■ Texto de origem
Inicialmente, o pregador fez considerações acerca da ilegitimidade de Anás e Caifás como sacerdotes supremos do povo judeu, já que a linhagem familial sacerdotal recairia exclusivamente sobre Zacarias e seu filho, João Batista e, portanto, os primeiros teriam usurpado a liderança da responsabilidade litúrgica.

Mas o que mais me chamou a atenção na pregação diz respeito à comparação feita pelo pregador da vida no deserto e da vida na cidade; a contraposição dos estilos de vida: cidade x deserto.

Assim, a cidade representaria a busca pelo lucro, os afazeres cotidianos, a batalha pela sobrevivência, a grandiloqüência das obras humanas, o egoísmo, o self made man, a ausência de solidariedade e a ausência de Deus. Enfim, o homo economicus.

Por sua vez, o deserto representaria a busca pelo autoconhecimento, a solidão, a pequenez humana diante da grandiosidade da obra divina e a necessidade de Deus e do outro.

Esta contraposição de estilos de vida me lembrou do texto de “AS GRANDES CIDADES E A VIDA DO ESPÍRITO” do sociólogo Georg Simmel, cuja temática também é comparativa da vida citadina e da vida no campo.

Neste estudo, o autor analisa o individuo que vive nas grandes cidades em contraposição ao homem do campo, colocando como força motriz das relações citadinas a objetividade monetária do capitalismo.

O fundamento caracterizador da vida na cidade é de natureza psicológica e depois econômica, com a intensificação da vida nervosa: nós, seres humanos possuímos a característica de distinguir as coisas por meio das impressões, e, com o aumento da velocidade e da variância de possibilidades econômicas, pessoais, sociais e profissionais na vida urbana, o homem é, por assim dizer, chamado internamente a opinar sobre as mais variadas impressões colocadas perante ele a todo instante; em outras palavras, é maior a capacidade de processamento da realidade - através de impressões e distinções - do homem urbano, quando comparada ao homem do campo.

Esta chamada interna dá o caráter anímico - que vem da alma - e intelectualista da vida moderna em detrimento à vida rural, cujo “chamado interno” é mais uniforme e lento, além de ter a vida baseada nos sentimentos.

Desta feita, nos casos de mudanças de ambientes, o habitante do campo necessita buscar nos seus sentimentos a raiz para o entendimento da situação. Por sua vez, o habitante da cidade, por estar habituado a constantes alterações, já teria um “órgão protetor” contra o desenraizamento e as reações frente às alterações seriam menos sensitivas no homem urbano que no homem camponês.

■ Instruções da tarefa
Por favor, reproduza fielmente o trecho do texto sobre a vida na cidade e no deserto, começando em "Assim, a cidade" e seguindo até "o homo economicus.".

■ Linhas de dados

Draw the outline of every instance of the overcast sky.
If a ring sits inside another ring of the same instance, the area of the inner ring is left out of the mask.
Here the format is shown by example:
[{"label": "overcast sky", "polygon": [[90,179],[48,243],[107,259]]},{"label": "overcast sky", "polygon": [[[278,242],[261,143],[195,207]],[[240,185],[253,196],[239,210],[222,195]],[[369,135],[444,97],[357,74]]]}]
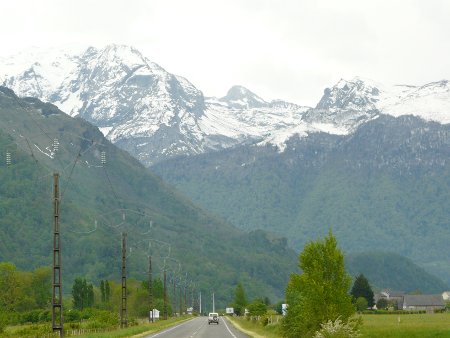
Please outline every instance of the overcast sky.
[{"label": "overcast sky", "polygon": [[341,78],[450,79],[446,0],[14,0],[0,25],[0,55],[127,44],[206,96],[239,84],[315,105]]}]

==

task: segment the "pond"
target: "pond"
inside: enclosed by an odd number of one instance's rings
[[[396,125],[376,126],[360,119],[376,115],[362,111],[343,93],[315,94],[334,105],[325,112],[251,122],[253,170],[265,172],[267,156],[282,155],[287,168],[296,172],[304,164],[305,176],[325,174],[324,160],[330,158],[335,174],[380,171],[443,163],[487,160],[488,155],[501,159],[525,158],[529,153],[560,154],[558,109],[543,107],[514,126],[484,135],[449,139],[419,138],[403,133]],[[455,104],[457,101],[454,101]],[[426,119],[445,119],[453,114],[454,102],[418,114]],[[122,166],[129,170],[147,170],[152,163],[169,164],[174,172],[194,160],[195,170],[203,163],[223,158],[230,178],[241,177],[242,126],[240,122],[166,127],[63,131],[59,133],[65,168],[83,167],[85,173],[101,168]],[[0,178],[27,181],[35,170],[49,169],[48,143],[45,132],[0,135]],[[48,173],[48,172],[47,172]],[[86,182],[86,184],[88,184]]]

■ Resposta do exercício
Assim, a cidade representaria a busca pelo lucro, os afazeres cotidianos, a batalha pela sobrevivência, a grandiloqüência das obras humanas, o egoísmo, o self made man, a ausência de solidariedade e a ausência de Deus. Enfim, o homo economicus.